Answer these from the wellbore description below:
(a) What fills the annulus between the casing and the wellbore?
(b) What is deployed near the bottom of the wellbore?
(c) Which screen sits adjacent to zone Z2?

DOCUMENT
========================

FIG. 1 is a line diagram of a section of a wellbore system 100 that is shown to include a wellbore 101 formed in formation 102 for performing a treatment operation therein, such as fracturing the formation (also referred to herein as fracing or fracking), gravel packing, flooding, etc. The wellbore 101 is lined with a casing 104, such as a string of jointed metal pipes sections, known in the art. The space or annulus 103 between the casing 104 and the wellbore 101 is filled with cement 106. The particular embodiment of FIG. 1 is shown for selectively fracking and gravel packing one or more zones in any selected or desired sequence or order. However, wellbore 101 may be configured to perform other treatment or service operations, including, but not limited to, gravel packing and flooding a selected zone to move fluid in the zone toward a production well (not shown). The formation 102 is shown to include multiple production zones (or zones) Z1-Zn which may be fractured or treated for the production of hydrocarbons therefrom. Each such zone is shown to include perforations that extend from the casing 104, through cement 106 and to a certain depth in the formation 102. In FIG. 1, Zone Z1 is shown to include perforations 108a, Zone Z2 perforations 108b, and Zone Zn perforations 108n. The perforations in each zone provide fluid passages for fracturing each such zone. The perforations also provide fluid passages for formation fluid 150 to flow from the formation 102 to the inside 104a of the casing 104. The wellbore 101 includes a sump packer 109 proximate to the bottom 101a of the wellbore 101. The sump packer 109 is typically deployed after installing casing 104 and cementing the wellbore 101. After casing, cementing, sump packer deployment, perforating and cleanup operations, the wellbore 101 is ready for treatment operations, such as fracturing and gravel packing of each of the production zones Z1-Zn. The fluid 150 in the formation 102 is at a formation pressure (P1) and the wellbore 101 is filled with a fluid 152, such as completion fluid, which fluid provides hydrostatic pressure (P2) inside the wellbore 101. The hydrostatic pressure P2 is greater than the formation pressure P1 along the depth of the wellbore 101, which prevents flow of the fluid 150 from the formation 102 into the casing 104 and prevents blow-outs.

Still referring to FIG. 1, to treat (for example fracture) one or more zones Z1-Zn, a system assembly 110 is run inside the casing 104. In one non-limiting embodiment, the system assembly 110 includes an outer string 120 and an inner string 160 placed inside the outer string 120. The outer string 120 includes a pipe 122 and a number of devices associated with each of the zones Z1-Zn for performing treatment operations described in detail below. In one non-limiting embodiment, the outer string 120 includes a lower packer 124a, an upper packer 124m and intermediate packers 124b, 124c, etc. The lower packer 124a isolates the sump packer 109 from hydraulic pressure exerted in the outer string 120 during fracturing and sand packing of the production zones Z1-Zn. In this case the number of packers in the outer string 120 is one more than the number of zones Z1-Zn. In some cases, the lower packer 109, however, may be utilized as the lower packer 124a. In one non-limiting embodiment, the intermediate packers 124b, 124c, etc. may be configured to be independently deployed in any desired order so as to fracture and pack any of the zones Z1-Zn in any desired order. In another embodiment, some or all of the packers may be configured to be deployed at the same time or substantially at the same time. The packers 124a-124m may be hydraulically or mechanically set or deployed. The outer string 120 further includes a screen adjacent to each zone. For example, screen S1 is shown placed adjacent to zone Z1, screen S2 adjacent to zone Z2 and screen Sn adjacent to zone Zn. The lower packer 124a and intermediate packer 124b, when deployed, will isolate zone Z1 from the remaining zones: packers 124b and 124c will isolate zone Z2 and packers 124m-1 and 124m will isolate zone Zn. In one non-limiting embodiment, each packer has an associated packer activation device that allows selective deployment of its corresponding packer in any desired order. In FIG. 1, a packer activation/deactivation device 129a is associated with the lower packer 124a, device 129b with intermediate packer 124b, device 129c with intermediate packer 124c and device 129m with the upper packer 129m.

========================

STORED DATA

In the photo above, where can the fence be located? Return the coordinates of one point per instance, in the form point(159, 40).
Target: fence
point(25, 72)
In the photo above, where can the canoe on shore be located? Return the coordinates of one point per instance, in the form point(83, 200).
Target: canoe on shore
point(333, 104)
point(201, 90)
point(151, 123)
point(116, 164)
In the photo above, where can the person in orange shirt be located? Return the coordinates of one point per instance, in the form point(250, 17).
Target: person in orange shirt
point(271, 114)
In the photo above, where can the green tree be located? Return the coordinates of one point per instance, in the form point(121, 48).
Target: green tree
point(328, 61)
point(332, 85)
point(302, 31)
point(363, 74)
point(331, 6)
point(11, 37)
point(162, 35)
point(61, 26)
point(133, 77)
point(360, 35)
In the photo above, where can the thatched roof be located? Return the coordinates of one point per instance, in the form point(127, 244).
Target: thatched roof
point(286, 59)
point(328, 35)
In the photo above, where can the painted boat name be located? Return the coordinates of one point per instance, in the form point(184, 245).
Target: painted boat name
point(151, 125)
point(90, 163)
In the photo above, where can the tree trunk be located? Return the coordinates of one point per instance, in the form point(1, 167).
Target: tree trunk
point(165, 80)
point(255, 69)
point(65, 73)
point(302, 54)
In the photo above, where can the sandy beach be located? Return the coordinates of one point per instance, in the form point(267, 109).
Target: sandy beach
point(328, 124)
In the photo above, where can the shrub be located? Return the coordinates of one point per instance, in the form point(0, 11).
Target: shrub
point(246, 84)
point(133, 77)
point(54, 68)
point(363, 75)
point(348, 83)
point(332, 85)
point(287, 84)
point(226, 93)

========================

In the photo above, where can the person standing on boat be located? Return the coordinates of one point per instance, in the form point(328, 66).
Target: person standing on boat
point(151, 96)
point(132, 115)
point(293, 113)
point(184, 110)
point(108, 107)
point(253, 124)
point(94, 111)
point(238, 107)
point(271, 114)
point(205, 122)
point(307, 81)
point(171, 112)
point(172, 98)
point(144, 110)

========================

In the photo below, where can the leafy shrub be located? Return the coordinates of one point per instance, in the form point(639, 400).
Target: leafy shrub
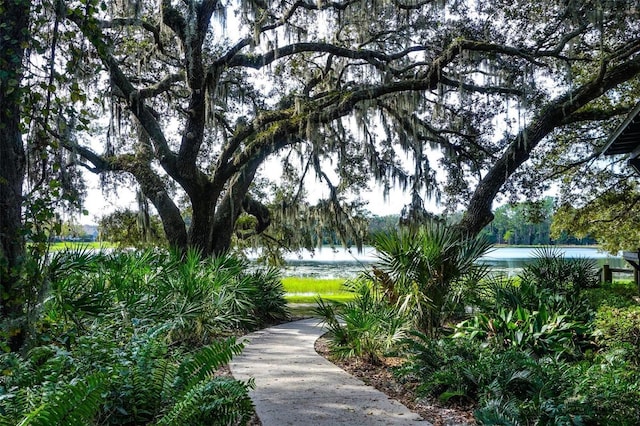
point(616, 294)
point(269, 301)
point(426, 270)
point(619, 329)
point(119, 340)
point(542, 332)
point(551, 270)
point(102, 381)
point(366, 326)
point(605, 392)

========================

FULL RESPONSE
(a) Cement 106
(b) Sump packer 109
(c) Screen S2